§ TASK SET:
• 1. In the passage on Locke's visit to Yunnan, rewrite the paragraph beginning "Locke's visit is recognition" as a short bulleted list that keeps its main facts.
• 2. From the passage on Locke's visit to Yunnan, print the part that opens with the words containing "Locke’s visit is" and closes with "the provincial hosts.", reproducing it word for word.

§ SELECTED TEXT:
***
Lastly, Chinese tourism to the US was high on the list of promotion for the delegation.  In 2012, tourism to the US was the US’s top service sector export with Chinese tourists leading the way in number of tourists visiting the US in a by country breakdown.  In international trade accounting, foreign tourist visits are counted as an export due to the positive accumulation of foreign income.

Locke’s visit is recognition of the fruits of the China’s Western development program – namely economic progress to the degree that US investors are now drawn to the fast growth rates coming out of China’s southwestern provinces.  And as a result of that economic progress, Yunnanese investors have reached levels of wealth garnering capabilities to invest in the US, half a globe away.  His visit is also reinforcement of Yunnan’s strategic location as a gateway for regional investment to Southeast Asia and South Asia – a key point mentioned by both the US delegation and the provincial hosts.

Later in the day, Locke’s diplomatic rock star status was confirmed by an exuberant crowd of students at Yunnan University proud of their shared heritage with the US ambassador.  Locke returned that exuberance with hugs.   With Locke stepping down it may be a while until another US ambassador to China receives the kind of welcome received in Thursday in Yunnan.
***
§ RECORD EXTRACTS:

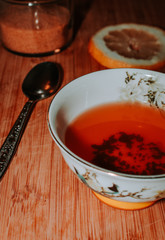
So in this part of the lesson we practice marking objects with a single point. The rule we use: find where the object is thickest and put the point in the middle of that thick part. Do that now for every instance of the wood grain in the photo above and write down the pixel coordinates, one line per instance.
(40, 198)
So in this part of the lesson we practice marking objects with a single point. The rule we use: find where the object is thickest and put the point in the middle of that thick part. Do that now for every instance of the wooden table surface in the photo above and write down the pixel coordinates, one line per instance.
(40, 198)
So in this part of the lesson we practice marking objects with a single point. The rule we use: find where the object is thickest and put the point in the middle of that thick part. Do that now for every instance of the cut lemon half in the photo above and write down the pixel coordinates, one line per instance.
(129, 45)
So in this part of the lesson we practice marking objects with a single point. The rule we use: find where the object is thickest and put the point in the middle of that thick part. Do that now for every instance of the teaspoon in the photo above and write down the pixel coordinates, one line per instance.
(40, 83)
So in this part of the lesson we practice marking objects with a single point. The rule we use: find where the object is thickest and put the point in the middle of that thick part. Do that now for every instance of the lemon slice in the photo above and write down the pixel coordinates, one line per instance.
(129, 45)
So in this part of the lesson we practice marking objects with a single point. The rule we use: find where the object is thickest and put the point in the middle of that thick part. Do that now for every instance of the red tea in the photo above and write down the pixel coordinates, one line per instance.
(126, 138)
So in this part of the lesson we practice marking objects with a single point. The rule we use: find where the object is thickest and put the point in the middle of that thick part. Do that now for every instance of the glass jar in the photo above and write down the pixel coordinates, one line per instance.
(37, 28)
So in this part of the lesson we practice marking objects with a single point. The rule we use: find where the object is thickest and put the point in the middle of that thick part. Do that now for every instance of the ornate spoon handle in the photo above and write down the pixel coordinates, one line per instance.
(11, 143)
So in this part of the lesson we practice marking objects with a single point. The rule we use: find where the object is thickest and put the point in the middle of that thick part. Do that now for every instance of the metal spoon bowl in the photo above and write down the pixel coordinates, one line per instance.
***
§ ANSWERS TO THE EXERCISES:
• 1.
- Locke's visit recognizes the results of China's Western development program: economic progress strong enough that fast growth in China's southwestern provinces now attracts US investors.
- That progress has made Yunnanese investors wealthy enough to invest in the US.
- The visit also reinforces Yunnan's strategic location as a gateway for regional investment to Southeast Asia and South Asia, a point both the US delegation and the provincial hosts made.

• 2.
Locke’s visit is recognition of the fruits of the China’s Western development program – namely economic progress to the degree that US investors are now drawn to the fast growth rates coming out of China’s southwestern provinces.  And as a result of that economic progress, Yunnanese investors have reached levels of wealth garnering capabilities to invest in the US, half a globe away.  His visit is also reinforcement of Yunnan’s strategic location as a gateway for regional investment to Southeast Asia and South Asia – a key point mentioned by both the US delegation and the provincial hosts.